***** Source records
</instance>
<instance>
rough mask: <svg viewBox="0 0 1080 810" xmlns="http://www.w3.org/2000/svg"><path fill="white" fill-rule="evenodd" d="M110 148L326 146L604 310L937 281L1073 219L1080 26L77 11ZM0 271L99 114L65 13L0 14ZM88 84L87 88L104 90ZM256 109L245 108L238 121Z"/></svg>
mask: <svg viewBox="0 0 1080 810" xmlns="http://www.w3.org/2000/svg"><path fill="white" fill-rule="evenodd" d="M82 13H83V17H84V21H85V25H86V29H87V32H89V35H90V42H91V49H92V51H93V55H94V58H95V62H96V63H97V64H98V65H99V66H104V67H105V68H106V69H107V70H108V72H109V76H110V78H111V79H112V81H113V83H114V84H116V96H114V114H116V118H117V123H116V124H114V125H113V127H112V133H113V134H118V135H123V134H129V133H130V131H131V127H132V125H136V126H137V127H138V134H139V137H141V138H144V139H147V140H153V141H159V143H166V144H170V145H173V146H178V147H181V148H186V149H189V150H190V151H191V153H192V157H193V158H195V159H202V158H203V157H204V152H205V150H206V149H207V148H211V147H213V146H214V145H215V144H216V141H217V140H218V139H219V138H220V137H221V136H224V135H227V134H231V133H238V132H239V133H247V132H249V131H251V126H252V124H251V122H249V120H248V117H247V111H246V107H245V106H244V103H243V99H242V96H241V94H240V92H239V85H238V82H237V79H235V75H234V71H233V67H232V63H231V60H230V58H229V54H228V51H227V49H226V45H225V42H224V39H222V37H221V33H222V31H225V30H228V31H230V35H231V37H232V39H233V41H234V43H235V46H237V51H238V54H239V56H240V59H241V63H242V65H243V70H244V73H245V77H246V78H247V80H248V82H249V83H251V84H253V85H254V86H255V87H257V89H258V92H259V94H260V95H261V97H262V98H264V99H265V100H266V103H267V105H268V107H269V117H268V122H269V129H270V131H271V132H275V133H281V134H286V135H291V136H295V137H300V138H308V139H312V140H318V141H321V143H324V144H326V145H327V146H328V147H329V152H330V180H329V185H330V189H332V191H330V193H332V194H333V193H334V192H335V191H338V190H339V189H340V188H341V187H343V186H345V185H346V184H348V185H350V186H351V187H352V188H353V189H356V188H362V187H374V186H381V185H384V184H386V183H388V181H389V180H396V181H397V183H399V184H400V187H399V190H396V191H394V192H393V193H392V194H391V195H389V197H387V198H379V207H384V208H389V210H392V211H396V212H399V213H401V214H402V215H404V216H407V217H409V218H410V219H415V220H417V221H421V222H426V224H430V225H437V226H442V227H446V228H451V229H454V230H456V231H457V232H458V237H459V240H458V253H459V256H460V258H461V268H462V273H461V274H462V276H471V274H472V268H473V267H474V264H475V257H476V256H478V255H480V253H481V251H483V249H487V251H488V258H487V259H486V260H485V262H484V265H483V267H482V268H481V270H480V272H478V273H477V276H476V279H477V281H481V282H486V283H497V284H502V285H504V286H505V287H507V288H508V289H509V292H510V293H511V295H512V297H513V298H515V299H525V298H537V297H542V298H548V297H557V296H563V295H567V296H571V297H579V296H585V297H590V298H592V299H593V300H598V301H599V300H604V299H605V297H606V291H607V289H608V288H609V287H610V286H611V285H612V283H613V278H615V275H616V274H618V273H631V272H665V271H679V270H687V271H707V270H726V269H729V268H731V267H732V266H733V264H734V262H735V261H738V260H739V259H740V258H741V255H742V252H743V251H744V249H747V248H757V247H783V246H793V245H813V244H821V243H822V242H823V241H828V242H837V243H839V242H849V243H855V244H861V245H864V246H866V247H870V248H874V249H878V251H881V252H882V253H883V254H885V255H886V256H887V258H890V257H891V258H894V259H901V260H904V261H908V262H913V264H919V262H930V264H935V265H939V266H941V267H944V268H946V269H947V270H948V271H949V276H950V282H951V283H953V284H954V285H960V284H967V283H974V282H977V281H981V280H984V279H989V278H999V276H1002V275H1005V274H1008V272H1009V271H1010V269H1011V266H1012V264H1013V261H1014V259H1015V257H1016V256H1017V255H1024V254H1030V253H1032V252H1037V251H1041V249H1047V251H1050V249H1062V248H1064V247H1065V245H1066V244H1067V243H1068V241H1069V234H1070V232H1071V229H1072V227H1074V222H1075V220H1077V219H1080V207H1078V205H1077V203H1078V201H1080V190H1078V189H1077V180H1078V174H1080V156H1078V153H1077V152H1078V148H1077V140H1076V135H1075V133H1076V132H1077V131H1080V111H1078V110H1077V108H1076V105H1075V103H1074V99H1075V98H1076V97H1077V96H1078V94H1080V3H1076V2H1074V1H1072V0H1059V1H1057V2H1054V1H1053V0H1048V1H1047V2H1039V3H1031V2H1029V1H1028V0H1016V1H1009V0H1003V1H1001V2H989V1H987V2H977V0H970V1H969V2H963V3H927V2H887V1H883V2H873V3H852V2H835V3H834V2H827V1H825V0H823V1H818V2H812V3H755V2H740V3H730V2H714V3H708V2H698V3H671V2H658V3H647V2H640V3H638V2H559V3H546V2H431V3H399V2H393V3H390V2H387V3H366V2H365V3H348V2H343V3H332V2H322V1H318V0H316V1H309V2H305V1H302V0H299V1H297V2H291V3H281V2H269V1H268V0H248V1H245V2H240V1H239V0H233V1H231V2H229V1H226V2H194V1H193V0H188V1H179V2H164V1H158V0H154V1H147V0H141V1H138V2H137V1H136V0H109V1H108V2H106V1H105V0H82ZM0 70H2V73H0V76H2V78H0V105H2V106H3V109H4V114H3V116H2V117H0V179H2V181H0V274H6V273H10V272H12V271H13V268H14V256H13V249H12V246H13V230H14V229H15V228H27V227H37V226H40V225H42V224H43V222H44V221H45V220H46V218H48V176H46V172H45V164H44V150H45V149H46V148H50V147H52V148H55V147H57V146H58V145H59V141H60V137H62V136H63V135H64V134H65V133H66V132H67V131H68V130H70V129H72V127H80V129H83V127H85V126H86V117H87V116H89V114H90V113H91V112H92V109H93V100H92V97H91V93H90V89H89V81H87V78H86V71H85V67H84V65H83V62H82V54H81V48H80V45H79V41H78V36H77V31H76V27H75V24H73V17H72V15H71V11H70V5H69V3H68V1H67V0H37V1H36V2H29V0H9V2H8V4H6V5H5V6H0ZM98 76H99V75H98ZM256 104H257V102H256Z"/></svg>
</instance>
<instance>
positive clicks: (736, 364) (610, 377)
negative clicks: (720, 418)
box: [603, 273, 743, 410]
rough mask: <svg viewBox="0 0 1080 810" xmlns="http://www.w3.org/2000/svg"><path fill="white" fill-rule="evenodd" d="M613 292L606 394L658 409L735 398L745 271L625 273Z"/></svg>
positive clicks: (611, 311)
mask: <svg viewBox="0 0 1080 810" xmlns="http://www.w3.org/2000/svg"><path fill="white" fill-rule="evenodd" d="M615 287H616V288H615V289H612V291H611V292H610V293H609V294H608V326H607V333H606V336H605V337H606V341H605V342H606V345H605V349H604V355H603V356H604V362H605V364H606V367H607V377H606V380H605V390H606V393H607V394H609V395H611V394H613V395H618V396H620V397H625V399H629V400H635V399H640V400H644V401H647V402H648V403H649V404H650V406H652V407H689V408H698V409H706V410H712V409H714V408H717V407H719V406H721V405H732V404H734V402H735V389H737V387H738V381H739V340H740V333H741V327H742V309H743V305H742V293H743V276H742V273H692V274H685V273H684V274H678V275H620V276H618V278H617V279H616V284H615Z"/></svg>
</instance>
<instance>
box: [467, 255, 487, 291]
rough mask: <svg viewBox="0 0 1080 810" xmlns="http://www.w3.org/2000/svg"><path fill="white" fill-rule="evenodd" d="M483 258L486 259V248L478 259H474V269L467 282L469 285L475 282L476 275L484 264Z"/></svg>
**********
Requirement — With the first line being the one containing "292L606 394L658 409L735" and the last line the one containing "box: [467, 255, 487, 291]", transcribe exactly the lines above that fall in that range.

Exercise response —
rough mask: <svg viewBox="0 0 1080 810" xmlns="http://www.w3.org/2000/svg"><path fill="white" fill-rule="evenodd" d="M613 292L606 394L658 409L735 398L745 271L625 273Z"/></svg>
positive clicks: (611, 311)
mask: <svg viewBox="0 0 1080 810" xmlns="http://www.w3.org/2000/svg"><path fill="white" fill-rule="evenodd" d="M615 287H616V288H615V289H612V291H611V292H610V293H609V294H608V326H607V333H606V336H605V337H606V341H605V342H606V345H605V349H604V355H603V356H604V362H605V364H606V367H607V377H606V380H605V390H606V393H607V394H609V395H611V394H613V395H618V396H620V397H625V399H629V400H635V399H640V400H644V401H647V402H648V403H649V404H650V406H652V407H689V408H698V409H706V410H712V409H714V408H717V407H719V406H721V405H732V404H734V402H735V389H737V387H738V381H739V340H740V333H741V327H742V309H743V305H742V293H743V276H742V273H692V274H685V273H684V274H678V275H620V276H618V278H617V279H616V284H615Z"/></svg>
</instance>
<instance>
box: [467, 255, 487, 291]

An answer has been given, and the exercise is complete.